(THE RECORDS)
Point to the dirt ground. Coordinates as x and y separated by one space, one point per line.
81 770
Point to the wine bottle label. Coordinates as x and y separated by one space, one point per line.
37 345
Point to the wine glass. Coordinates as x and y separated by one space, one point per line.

(GIVEN INSTRUCTION) Rewrite the rows above as a JSON list of strings, one string per line, leaving out any blank lines.

(THE ANSWER)
[
  "Point to the dirt ground. Coordinates as x and y separated by one space, one point per line.",
  "81 770",
  "Point to the wine bottle label. Coordinates as x and y separated by one space, one point per line.",
  "37 345",
  "Point to the wine glass. Coordinates as x and y separated by one space, one point per line."
]